OBJECTIVE
Rescale the listing below from the line with "Get the pink jacket." through its end, writing out every line again with the requests kept as they are. Multiply each bounding-box coordinate by 0.55 and round to a whole number, rounding halves up.

>> start RECORDS SHOWN

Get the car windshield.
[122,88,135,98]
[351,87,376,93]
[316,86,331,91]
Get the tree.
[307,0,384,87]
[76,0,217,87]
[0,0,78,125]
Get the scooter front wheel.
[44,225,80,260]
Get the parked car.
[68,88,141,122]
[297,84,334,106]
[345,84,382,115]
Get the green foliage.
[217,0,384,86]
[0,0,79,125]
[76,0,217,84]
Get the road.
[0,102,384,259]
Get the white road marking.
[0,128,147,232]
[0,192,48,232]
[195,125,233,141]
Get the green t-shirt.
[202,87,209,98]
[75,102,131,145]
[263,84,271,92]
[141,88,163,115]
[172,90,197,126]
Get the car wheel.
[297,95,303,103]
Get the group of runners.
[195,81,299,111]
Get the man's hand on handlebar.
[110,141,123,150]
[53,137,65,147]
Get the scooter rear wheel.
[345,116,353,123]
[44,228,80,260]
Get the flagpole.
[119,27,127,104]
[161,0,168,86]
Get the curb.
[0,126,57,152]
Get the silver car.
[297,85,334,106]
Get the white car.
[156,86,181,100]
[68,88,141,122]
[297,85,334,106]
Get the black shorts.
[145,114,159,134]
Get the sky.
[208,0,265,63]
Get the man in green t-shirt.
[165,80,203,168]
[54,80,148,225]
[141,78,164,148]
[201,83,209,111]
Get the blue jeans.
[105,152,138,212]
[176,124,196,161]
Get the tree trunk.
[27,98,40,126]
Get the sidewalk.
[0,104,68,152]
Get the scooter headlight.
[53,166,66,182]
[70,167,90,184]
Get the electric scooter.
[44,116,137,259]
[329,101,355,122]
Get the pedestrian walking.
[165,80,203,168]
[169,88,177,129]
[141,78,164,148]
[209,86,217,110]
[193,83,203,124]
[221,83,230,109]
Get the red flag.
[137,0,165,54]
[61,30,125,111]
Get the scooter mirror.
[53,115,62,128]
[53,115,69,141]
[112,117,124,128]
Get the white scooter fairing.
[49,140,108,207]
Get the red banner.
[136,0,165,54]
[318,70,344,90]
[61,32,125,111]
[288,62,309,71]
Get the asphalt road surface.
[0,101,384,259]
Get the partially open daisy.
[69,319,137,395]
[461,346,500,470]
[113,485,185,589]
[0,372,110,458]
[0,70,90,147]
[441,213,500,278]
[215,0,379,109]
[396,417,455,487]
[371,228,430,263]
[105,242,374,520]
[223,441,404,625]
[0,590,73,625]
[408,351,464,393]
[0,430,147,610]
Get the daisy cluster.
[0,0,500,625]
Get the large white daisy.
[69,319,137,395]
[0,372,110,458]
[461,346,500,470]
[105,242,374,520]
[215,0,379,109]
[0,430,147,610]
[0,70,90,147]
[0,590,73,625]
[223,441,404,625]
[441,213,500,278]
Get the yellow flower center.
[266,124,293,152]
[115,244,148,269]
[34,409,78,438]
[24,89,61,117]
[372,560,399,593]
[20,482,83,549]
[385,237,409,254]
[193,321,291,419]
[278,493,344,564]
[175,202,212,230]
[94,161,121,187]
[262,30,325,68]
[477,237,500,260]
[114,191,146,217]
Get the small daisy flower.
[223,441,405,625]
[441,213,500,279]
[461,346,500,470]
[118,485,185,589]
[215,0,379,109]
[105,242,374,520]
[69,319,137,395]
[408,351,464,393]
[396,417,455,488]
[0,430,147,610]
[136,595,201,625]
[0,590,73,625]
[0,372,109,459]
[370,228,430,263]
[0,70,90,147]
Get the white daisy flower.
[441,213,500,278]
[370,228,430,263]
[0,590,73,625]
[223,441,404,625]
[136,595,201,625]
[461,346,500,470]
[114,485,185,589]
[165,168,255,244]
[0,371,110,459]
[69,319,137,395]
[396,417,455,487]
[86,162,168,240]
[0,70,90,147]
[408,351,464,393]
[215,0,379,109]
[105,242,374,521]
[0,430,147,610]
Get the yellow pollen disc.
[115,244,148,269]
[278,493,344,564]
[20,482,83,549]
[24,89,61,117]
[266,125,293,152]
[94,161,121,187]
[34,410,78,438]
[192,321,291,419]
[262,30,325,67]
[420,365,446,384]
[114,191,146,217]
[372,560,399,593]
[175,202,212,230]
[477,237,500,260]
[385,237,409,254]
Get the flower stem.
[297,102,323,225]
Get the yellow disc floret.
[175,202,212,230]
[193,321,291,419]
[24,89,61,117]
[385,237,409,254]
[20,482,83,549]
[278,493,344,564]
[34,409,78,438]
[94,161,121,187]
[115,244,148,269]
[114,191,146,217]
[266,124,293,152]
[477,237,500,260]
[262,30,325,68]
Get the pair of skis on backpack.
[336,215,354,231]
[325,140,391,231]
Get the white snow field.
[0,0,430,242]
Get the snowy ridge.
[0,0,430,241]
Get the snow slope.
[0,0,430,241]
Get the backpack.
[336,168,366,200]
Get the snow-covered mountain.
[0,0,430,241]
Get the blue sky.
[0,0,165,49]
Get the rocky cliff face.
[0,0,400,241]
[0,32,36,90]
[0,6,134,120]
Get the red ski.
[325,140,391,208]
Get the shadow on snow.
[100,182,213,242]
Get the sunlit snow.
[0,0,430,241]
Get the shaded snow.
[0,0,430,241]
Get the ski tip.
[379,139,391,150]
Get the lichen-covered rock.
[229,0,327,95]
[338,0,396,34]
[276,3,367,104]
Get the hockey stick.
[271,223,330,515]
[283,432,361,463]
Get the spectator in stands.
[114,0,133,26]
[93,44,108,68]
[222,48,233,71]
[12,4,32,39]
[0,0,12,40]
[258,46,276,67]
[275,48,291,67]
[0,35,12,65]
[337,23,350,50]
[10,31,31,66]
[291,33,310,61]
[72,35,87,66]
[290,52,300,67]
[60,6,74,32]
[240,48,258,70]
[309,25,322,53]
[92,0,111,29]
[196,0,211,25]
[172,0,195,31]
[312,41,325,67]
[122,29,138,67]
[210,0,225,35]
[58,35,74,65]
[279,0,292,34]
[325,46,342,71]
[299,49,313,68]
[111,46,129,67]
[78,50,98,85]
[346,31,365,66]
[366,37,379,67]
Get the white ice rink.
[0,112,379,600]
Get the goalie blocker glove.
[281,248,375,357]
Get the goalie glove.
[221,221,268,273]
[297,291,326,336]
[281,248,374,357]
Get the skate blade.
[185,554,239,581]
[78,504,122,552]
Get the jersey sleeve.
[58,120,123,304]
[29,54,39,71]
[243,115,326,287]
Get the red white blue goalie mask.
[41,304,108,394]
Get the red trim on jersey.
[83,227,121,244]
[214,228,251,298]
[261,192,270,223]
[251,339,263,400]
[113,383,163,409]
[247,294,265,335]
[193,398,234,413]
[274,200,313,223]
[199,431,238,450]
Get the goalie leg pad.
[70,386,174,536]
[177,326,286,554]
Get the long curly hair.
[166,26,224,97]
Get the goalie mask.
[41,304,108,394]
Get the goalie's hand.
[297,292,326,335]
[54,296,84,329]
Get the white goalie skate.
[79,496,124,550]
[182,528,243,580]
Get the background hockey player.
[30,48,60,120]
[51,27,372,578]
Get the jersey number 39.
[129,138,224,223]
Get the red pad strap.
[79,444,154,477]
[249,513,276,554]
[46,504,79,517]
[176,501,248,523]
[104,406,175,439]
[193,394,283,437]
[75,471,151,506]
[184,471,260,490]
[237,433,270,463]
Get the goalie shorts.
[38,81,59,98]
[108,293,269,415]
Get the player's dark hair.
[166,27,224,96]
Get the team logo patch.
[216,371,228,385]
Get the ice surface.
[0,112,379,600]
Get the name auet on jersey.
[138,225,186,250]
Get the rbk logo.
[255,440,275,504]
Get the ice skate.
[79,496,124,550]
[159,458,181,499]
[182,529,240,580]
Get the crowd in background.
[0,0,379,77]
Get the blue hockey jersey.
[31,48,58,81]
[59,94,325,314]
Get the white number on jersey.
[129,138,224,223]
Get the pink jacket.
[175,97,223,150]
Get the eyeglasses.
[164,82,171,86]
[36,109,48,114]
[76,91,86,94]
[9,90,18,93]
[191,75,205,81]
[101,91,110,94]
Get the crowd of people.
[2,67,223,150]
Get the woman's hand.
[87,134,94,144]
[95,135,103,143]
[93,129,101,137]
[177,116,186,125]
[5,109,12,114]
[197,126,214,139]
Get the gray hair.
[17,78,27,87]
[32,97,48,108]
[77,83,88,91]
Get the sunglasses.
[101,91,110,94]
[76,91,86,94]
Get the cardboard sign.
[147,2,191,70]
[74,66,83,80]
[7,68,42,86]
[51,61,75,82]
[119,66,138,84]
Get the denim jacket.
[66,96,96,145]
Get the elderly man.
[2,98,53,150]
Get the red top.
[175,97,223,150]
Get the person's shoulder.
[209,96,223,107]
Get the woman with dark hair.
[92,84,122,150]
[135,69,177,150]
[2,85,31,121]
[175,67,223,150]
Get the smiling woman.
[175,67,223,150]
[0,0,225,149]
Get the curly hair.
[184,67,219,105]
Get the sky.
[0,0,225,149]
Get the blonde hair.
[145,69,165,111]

>> end RECORDS SHOWN

EXERCISE RESPONSE
Get the pink jacket.
[96,53,123,83]
Get the eyeglasses.
[90,45,94,47]
[20,60,26,63]
[42,50,47,52]
[5,50,10,51]
[105,41,113,45]
[56,50,61,52]
Get the crowd of people.
[1,37,123,83]
Get the woman's hand.
[48,74,52,79]
[52,74,57,79]
[51,71,56,75]
[97,64,102,69]
[3,60,7,63]
[108,69,118,76]
Get the gray hair.
[9,43,15,48]
[18,53,26,59]
[42,46,48,50]
Get the sunglasses.
[56,50,61,52]
[42,50,47,52]
Get the cardboard sign.
[81,1,105,39]
[41,36,46,44]
[4,37,23,47]
[28,34,41,45]
[65,36,76,46]
Get the denim jacket.
[36,53,53,80]
Get the elderly man.
[1,54,29,83]
Get the red top.
[96,53,123,83]
Get the person's shoulder.
[115,53,123,59]
Get the woman with dark hair.
[51,46,67,83]
[74,38,97,83]
[1,47,17,67]
[96,37,123,83]
Get the smiling woman.
[96,37,123,83]
[0,0,124,82]
Get the curly hair.
[101,37,120,58]
Get the sky.
[0,0,124,82]
Get the blonde hair.
[80,38,91,61]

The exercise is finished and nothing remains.